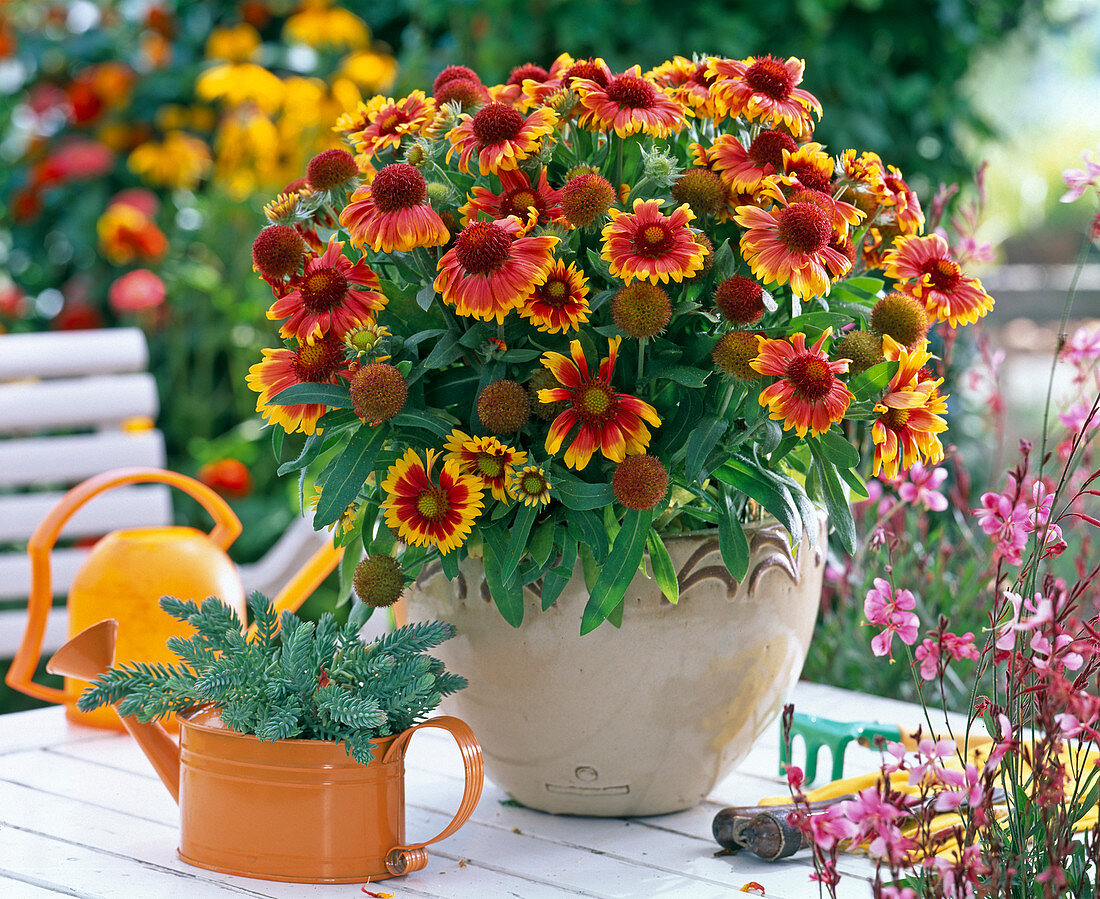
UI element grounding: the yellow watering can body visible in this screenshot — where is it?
[6,469,342,730]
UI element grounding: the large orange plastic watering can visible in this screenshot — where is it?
[4,468,342,730]
[46,620,485,884]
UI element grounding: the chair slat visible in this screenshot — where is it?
[0,373,157,434]
[0,484,172,539]
[0,328,149,381]
[0,430,166,487]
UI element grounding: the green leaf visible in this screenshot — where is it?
[542,535,576,612]
[647,365,711,390]
[501,503,539,581]
[550,472,615,512]
[848,360,901,402]
[389,406,459,437]
[646,528,680,605]
[811,430,859,469]
[314,426,384,529]
[684,415,729,481]
[267,383,352,409]
[416,284,436,311]
[810,443,856,555]
[718,491,749,583]
[714,459,802,542]
[581,509,653,636]
[482,528,524,627]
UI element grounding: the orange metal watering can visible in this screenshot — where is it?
[46,620,485,884]
[6,468,342,730]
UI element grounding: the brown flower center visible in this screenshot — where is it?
[371,163,428,212]
[290,339,343,384]
[921,259,963,294]
[606,75,657,109]
[454,221,512,275]
[573,381,615,421]
[630,221,672,259]
[745,56,794,100]
[787,353,836,402]
[473,103,524,147]
[747,131,798,172]
[416,487,451,523]
[778,202,833,253]
[299,267,348,313]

++++++

**What you need to do:**
Write out every row above again, requests included, and increase each bounding-box coordinate in the answers by 105. Leave the requests unchanged and omit the pictures.

**Solution:**
UI element grounding: the yellow watering can body visible in this screenshot — where is it?
[111,574,447,835]
UI element grounding: the large orange plastic watering can visible in this screenshot — where is it?
[109,573,447,835]
[151,725,590,989]
UI element grounding: the chair slat visible in this screenshot — where is it?
[105,478,262,539]
[105,589,277,644]
[105,433,254,486]
[105,535,271,592]
UI element grounding: the green leaf visible in this screenshot — where is it?
[647,640,681,717]
[752,470,816,495]
[606,608,644,686]
[655,577,720,617]
[953,465,1006,507]
[494,511,564,542]
[751,633,785,710]
[916,535,964,574]
[419,531,489,634]
[789,520,834,586]
[372,488,457,514]
[521,389,541,416]
[915,548,961,660]
[823,596,854,688]
[819,564,907,647]
[686,614,758,741]
[587,633,629,732]
UI element grounding: the orange metal watering can visible in this screenshot — where is it?
[151,725,590,989]
[111,573,447,835]
UI element grounding: the brown flower center visible in this screenshot — where is it?
[476,268,533,317]
[395,444,448,489]
[1026,364,1068,399]
[711,180,762,214]
[559,326,617,380]
[678,486,720,526]
[735,326,777,364]
[850,161,899,205]
[892,458,941,507]
[578,208,629,252]
[852,236,903,277]
[521,592,556,628]
[883,307,938,358]
[404,372,453,418]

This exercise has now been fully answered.